[Collection entries]
§ §

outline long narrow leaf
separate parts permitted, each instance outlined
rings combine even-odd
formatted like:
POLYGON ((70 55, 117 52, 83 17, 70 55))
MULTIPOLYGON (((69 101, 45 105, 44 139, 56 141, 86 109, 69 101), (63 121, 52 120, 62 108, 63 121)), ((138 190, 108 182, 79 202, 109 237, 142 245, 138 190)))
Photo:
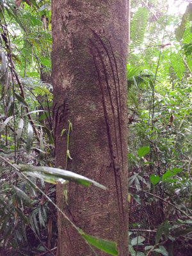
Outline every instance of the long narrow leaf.
POLYGON ((107 189, 106 187, 96 181, 65 170, 47 166, 33 166, 33 165, 28 164, 19 164, 17 165, 17 167, 21 172, 24 172, 30 176, 44 179, 51 183, 64 182, 67 180, 86 186, 89 186, 92 184, 103 189, 107 189))
POLYGON ((31 147, 32 138, 33 135, 33 127, 30 123, 28 123, 28 136, 27 136, 27 152, 29 153, 31 147))

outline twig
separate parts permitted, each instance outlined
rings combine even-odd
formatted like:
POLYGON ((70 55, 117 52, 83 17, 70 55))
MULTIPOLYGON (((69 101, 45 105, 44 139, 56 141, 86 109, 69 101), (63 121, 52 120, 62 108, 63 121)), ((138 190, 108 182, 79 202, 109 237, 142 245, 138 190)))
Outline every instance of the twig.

§ §

* WORK TO COMPLETE
Update the listing above by replacing "instance" with "object" throughout and leaving everything else unchanged. Omit the pictures from your answer.

* SOLUTION TO THE EXERCISE
outline long narrow leaf
separate parts permitted, each object outlined
rings combine even-odd
formatted like:
POLYGON ((70 55, 117 52, 83 17, 70 55))
MULTIPOLYGON (((69 101, 45 105, 44 139, 56 141, 86 109, 69 101), (63 121, 52 120, 62 108, 63 121)), ((138 190, 108 182, 79 202, 109 237, 142 245, 138 190)))
Photo:
Outline every object of the long narrow leaf.
POLYGON ((107 189, 106 187, 96 181, 65 170, 47 166, 33 166, 33 165, 28 164, 19 164, 17 165, 17 167, 21 172, 24 172, 30 176, 44 179, 51 183, 64 182, 67 180, 86 186, 89 186, 92 184, 103 189, 107 189))
POLYGON ((31 147, 32 138, 33 135, 33 127, 30 123, 28 123, 28 136, 27 136, 27 152, 29 153, 31 147))

outline twig
separate parts permitted, each object outlined
rings combine even-odd
formatted like:
POLYGON ((70 55, 117 52, 83 17, 70 55))
MULTIPOLYGON (((69 101, 45 105, 44 139, 56 141, 86 109, 69 101), (63 121, 52 120, 62 108, 63 121)), ((138 190, 108 182, 79 202, 109 237, 142 245, 138 190)))
Outline every object of the twig.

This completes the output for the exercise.